# Request 1:
Reproduce the records word for word, starting at the line that contains "Please segment every instance of the running" and ending at the last line of the records, with both ends included.

# Passage shown:
# [SOLVED] 2000 Chevy Malibu Electrical & Engine Died



## jamesmk (Jul 27, 2007)

I have a 2000 Chevy Malibu.

The summery is that my electrical system AND engine died at the same time after I replaced the battery. Now not only can I not start the car, but nothing electrical works: lights, clock, radio, nothing. It's like there's no battery. Same results when trying to jump start the car. No lights, no clock, no clicking when I turn the key, nothing.

===

I tend to meander, so please forgive me, I’m trying to be as concise as possible, while including everything that may be pertinent.

The long version starts several days ago when after I went out of town to a family reunion, leaving my car sitting for several days.

When I returned, I noticed that it started as if the battery was weak, the engine having trouble turning over. This was not the case before I left town, and it just struck me as odd. (That’s been the hallmark of this whole event. The trouble that I’ve been having has been unlike any other weak or low battery experience I’ve ever had.)

That evening when I returned to my car I noticed the trunk was open. This concerned me because I didn't think I'd hit the button when I pulled out my keys, I assumed that I must have somehow opened the trunk from inside the building when I picked up my keys. (Something that's never happened before.) The engine turned over rather easily, requiring two or three tries. The battery power apparently *increasing* each time.

# Request 2:
For each statement below, say whether it agrees with the forum thread about the 2000 Chevy Malibu. Answer yes or no, and quote the words from the thread that decide it. (a) The electrical system and engine died after the battery was replaced. (b) When the owner tried to jump start the car, the lights came on. (c) That evening the engine started on the first try.

# Records for the task:
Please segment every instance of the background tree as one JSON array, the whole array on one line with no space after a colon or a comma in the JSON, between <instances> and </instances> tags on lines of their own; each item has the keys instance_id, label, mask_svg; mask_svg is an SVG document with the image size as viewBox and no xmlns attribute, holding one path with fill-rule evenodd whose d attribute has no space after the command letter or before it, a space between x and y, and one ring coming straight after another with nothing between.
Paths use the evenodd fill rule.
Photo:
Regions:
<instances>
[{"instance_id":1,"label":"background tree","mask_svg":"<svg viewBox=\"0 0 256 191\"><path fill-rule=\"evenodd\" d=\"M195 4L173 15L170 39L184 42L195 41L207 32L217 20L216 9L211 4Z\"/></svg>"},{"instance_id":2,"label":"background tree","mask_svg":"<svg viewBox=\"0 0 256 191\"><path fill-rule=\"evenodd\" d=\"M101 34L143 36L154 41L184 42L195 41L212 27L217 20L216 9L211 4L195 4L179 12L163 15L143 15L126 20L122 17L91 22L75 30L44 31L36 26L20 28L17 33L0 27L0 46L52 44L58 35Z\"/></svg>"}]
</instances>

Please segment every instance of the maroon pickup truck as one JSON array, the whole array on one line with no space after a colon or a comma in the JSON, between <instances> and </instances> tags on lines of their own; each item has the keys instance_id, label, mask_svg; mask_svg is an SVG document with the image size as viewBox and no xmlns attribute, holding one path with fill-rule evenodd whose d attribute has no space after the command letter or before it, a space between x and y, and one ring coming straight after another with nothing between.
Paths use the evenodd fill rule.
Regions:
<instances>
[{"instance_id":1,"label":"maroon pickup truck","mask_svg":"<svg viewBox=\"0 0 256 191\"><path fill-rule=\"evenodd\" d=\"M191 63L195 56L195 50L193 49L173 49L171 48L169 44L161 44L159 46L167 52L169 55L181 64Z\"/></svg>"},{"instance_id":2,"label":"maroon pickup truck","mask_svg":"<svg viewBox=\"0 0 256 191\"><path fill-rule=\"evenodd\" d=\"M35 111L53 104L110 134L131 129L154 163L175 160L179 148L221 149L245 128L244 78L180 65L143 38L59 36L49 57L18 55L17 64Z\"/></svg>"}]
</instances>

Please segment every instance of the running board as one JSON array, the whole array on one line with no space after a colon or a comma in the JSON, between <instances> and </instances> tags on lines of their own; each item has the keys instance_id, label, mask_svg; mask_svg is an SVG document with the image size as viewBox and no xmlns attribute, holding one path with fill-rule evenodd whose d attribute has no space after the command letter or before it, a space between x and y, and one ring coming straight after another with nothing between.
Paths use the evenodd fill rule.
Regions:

# Problem solution 1:
Please segment every instance of the running board as one JSON array, the whole array on one line with no space after a colon or a comma in the JSON, between <instances> and </instances> tags on lines of their own; each item has the keys instance_id, label, mask_svg; mask_svg is an SVG document with the image size as viewBox and no xmlns attribute, holding one path with fill-rule evenodd whose d attribute has no space after the command letter or before it, a space between x and y, and one ring coming straight after another with nothing between.
Paths use the evenodd fill rule.
Regions:

# Problem solution 2:
(a) Yes: "my electrical system AND engine died at the same time after I replaced the battery."
(b) No: "Same results when trying to jump start the car. No lights, no clock, no clicking when I turn the key, nothing."
(c) No: "The engine turned over rather easily, requiring two or three tries."